Dataset records
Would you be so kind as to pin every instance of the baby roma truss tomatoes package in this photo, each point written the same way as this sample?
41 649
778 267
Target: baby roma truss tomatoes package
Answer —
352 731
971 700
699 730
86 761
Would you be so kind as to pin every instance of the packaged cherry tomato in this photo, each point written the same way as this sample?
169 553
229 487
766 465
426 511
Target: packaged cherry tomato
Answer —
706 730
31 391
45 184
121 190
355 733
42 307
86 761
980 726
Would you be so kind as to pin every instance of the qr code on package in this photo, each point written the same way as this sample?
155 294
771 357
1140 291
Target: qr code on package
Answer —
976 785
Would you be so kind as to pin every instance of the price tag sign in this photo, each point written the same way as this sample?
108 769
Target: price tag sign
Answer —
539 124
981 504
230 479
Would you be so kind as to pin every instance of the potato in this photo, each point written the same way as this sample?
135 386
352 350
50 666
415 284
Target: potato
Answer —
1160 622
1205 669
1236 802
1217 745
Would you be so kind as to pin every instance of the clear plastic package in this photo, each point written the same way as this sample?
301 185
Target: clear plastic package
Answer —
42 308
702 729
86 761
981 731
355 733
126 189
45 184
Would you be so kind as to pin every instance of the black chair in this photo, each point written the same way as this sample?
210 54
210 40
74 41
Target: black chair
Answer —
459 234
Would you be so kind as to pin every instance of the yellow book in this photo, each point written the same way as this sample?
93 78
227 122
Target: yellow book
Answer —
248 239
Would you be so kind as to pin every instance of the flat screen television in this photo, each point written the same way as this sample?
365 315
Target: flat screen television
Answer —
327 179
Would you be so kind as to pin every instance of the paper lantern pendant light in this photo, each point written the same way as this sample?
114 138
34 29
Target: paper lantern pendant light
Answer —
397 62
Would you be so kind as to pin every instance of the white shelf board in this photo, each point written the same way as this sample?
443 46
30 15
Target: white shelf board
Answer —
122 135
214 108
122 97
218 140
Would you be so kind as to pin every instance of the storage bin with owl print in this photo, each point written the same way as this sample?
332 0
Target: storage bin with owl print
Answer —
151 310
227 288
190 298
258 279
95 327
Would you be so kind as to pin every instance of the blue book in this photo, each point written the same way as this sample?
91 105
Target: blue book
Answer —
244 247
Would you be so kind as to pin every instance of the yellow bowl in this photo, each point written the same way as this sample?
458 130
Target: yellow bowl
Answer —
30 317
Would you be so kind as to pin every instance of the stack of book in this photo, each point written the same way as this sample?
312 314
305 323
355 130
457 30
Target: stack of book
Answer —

■ What the exercise asks: The entries shown above must be restated word for word.

■ Completed exercise:
Would you be so kind as to pin every instance of the baby roma truss tomatoes package in this photo, each point written the same way as this sample?
41 649
778 267
Target: baby roma truss tomatoes package
Answer —
352 731
971 700
699 730
86 761
Would you be so kind as to pin every instance of the packaged cherry tomato in this photo, each point written the same way as this sample?
169 553
229 487
766 465
426 511
Target: packaged cherry tomato
Answer —
706 730
31 391
45 184
121 190
355 733
42 307
86 761
980 726
Would you be so kind as to pin every instance of the qr code on package in this photo, each point written the same way as this sample?
155 294
771 357
1140 291
Target: qr code on package
Answer —
976 785
Would you be so kind as to pin every instance of the price tag sign in this photo, each point written the same way as this sample?
108 769
Target: price tag sign
Answer —
539 124
981 504
230 479
Would you be so kind as to pin every instance of the potato in this photo, each point written the same way as this sample?
135 386
352 350
50 666
415 284
Target: potato
Answer —
1160 622
1205 669
1236 802
1217 745
Would you be so kind as to pin every instance of the clear plastic package in this photo, each point written the same way as this sample?
301 185
Target: clear plastic package
Answer —
42 308
702 729
86 761
981 731
355 733
126 189
45 184
Would you be so kind as to pin every instance of the black chair in this photo, each point written the same way as this sample?
210 54
210 40
74 41
Target: black chair
Answer —
459 234
Would you be so kind as to pin every instance of the yellow book in this photo, each point written the same way as this sample?
93 78
227 122
Target: yellow book
Answer —
248 239
Would you be so kind as to pin every instance of the flat screen television in this photo, each point written the same way as this sample?
365 315
Target: flat screen television
Answer —
327 179
Would you be so kind as to pin every instance of the paper lantern pendant light in this photo, each point written the same way as this sample?
114 138
34 29
Target: paper lantern pendant light
Answer —
397 62
Would you be so kind as to pin every instance of the white shelf board in this photo, each point written the same way as this sample?
443 46
30 15
Target: white shelf board
Answer —
122 135
214 108
122 97
218 140
Would you be so kind as to pin every instance of the storage bin with owl print in this photo, each point written the same way as this sample?
332 0
Target: storage bin with owl print
Answer —
151 310
227 288
190 298
258 279
95 327
Would you be so kind as to pin every instance of the blue book in this photo, each point written the same way as this sample?
91 105
Target: blue book
Answer —
244 247
Would you be so kind as to pin every instance of the yellow bowl in this photo, each point written the same way as this sample?
458 130
Target: yellow bowl
Answer —
30 317
Would you be so kind as to pin every instance of the stack of book in this photo, each point written the same way as this sample?
312 314
305 323
355 130
457 30
Target: stack of book
Answer —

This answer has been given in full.